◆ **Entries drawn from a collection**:

--

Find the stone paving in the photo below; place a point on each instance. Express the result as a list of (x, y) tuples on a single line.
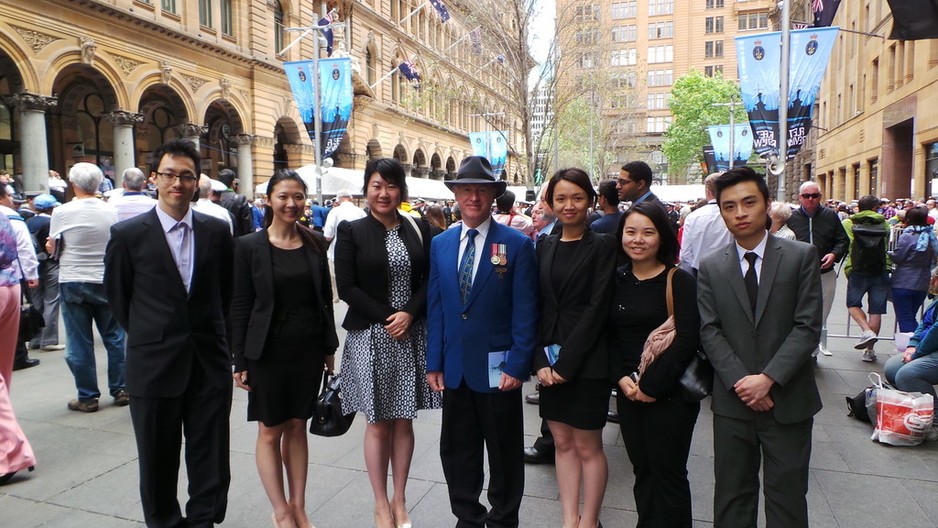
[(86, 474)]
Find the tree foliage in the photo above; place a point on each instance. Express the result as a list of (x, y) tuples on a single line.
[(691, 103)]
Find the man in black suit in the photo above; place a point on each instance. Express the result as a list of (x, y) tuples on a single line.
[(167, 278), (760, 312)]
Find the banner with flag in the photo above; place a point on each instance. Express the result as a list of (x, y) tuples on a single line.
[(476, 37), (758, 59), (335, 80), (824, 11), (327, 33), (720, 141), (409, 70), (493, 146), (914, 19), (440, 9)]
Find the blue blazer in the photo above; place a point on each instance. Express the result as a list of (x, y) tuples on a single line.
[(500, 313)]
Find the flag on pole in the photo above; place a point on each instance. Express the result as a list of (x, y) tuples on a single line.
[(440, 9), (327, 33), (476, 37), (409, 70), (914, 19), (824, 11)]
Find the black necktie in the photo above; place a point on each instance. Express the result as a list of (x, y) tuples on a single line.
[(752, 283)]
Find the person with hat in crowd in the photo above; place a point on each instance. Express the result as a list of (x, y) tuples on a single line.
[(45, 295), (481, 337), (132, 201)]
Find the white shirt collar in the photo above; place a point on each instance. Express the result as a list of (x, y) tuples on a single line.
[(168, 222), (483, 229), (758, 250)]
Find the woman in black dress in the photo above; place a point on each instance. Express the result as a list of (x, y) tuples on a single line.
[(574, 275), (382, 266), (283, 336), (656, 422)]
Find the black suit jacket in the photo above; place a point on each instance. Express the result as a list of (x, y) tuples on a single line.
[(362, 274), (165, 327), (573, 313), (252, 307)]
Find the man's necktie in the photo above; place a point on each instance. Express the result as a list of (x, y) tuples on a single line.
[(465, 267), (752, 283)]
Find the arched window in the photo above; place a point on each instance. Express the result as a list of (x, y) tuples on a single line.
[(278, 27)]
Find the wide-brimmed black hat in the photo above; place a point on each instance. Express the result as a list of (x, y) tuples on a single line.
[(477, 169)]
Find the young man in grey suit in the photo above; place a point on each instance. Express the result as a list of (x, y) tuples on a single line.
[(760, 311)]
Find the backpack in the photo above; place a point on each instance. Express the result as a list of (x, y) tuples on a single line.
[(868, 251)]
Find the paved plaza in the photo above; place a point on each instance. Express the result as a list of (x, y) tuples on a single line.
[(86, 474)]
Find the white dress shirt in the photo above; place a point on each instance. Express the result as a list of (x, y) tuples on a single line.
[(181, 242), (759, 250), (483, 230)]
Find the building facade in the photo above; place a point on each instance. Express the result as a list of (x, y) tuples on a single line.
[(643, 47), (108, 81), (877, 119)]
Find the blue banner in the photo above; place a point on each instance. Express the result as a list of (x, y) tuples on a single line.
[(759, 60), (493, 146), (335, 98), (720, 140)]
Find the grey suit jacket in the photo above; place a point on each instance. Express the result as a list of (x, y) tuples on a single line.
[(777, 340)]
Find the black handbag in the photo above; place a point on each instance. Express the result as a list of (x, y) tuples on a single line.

--

◆ **Written task**:
Reproduce verbatim the lines of the records starting at the line that contains "Find the man's" and ending at the line that contains "[(760, 311)]", including both of those lines.

◆ **Exercise response**:
Find the man's necktie in the photo above; place a point on each instance. Express the result as a list of (x, y) tuples on a single line.
[(465, 267), (752, 283)]
Find the arched window in the photo above; place a point on each instance. Express the result as a list of (x, y) tuples on a single line.
[(278, 27)]
Find the wide-brimmed black hat in the photo above; place a point on each instance. Express the result as a list of (x, y) tuples on a single line.
[(477, 169)]
Find the young man in grey suit in the photo above; place a point on each instance. Express the result as a list of (x, y) tuples on a single line.
[(760, 311)]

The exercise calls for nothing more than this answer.